_BRIEF_: Select every line of the items below that contains the string "bundle", matching case exactly, and copy each one.

_MATERIAL FOR THIS EXERCISE_:
↓↓↓

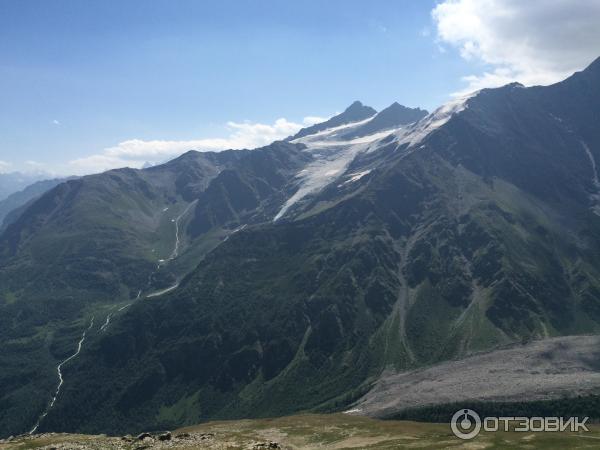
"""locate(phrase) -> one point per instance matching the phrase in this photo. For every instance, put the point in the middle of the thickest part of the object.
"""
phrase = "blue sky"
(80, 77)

↑↑↑
↓↓↓

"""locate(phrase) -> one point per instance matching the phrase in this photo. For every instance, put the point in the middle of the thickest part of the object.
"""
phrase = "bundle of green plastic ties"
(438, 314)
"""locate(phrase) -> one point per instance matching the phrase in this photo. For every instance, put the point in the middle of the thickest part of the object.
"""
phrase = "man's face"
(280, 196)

↑↑↑

_WRITTEN RESPONSE_:
phrase = "bundle of green plastic ties"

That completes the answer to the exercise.